## The task
The article on the benefits of investing in real estate, shown below, contrasts phantom expenses with costs that do require a cash outlay. List every such cash-outlay cost it names.

## Passage shown
Benefits of Investing in Real Estate
It's a fairly well known fact that owning your own home can provide great tax advantages. There are many more tax incentives that come with investing in real estate, however, and these aren't as commonly understood. Investing in real estate has long been a sensible way to accumulate wealth - this article explains why.
Residential real estate investing, defined here as holding property for rent or lease to others, offers a tax deduction for depreciation on the value of a home. This is limited to the value of the actual home, called an improvement, and excludes the value of the land. Condominiums, for example, have no land value and 100% of the purchase price can be depreciated. For tax purposes, a residential real estate investor is able to deduct the depreciation of a property over 27.5 years. Thus, if the purchase price of a home was $27,500 you could deduct $1,000 (27500/27.5) from your taxable income each year for the next 27 years.
In addition, the IRS allows for depreciation on all other types of business equipment and property improvements. This can include things such as appliances, carpeting and other general upgrades to the property or company vehicles and tools used in the operation of the business. The government views investing in real estate much like a small business; it's important that you approach it like a business in order to take advantage of all the tax benefits.
It seems counter-intuitive, but most investment properties go up in value and generate profits every year while their value goes down and they are viewed as a loss on paper. These types of expenses are often termed "phantom expenses" because they produce a paper loss yet don't cost the investor anything. They reduce taxable income, but in contrast to property taxes, mortgage interest, utilities, insurance and repairs, they don't require any cash outlay. The depreciation expense deduction can result in a positive cash flow property becoming a loss for tax purposes.

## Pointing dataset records
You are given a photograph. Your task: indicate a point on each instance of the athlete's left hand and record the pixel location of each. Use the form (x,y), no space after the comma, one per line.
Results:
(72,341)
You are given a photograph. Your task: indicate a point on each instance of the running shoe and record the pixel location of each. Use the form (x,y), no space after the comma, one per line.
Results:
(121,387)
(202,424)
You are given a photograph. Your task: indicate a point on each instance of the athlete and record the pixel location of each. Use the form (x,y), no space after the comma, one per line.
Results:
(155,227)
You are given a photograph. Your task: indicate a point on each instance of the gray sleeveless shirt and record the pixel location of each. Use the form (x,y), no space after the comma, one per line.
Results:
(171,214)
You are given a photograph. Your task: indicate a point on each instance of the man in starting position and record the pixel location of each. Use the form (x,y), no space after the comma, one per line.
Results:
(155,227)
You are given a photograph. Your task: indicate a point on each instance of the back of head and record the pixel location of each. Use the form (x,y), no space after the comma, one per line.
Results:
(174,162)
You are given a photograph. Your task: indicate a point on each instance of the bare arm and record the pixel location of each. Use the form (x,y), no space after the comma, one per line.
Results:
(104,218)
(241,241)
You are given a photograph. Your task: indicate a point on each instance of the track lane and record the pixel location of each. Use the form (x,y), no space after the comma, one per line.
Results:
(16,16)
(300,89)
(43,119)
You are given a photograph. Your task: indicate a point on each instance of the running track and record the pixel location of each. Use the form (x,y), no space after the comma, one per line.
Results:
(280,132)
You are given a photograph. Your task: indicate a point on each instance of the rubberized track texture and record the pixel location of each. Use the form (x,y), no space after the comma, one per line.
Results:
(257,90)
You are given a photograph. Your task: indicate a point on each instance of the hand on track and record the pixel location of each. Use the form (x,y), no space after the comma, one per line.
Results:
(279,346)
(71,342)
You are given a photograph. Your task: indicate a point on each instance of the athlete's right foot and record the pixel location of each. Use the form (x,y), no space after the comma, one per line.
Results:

## Exercise solution
Property taxes, mortgage interest, utilities, insurance, repairs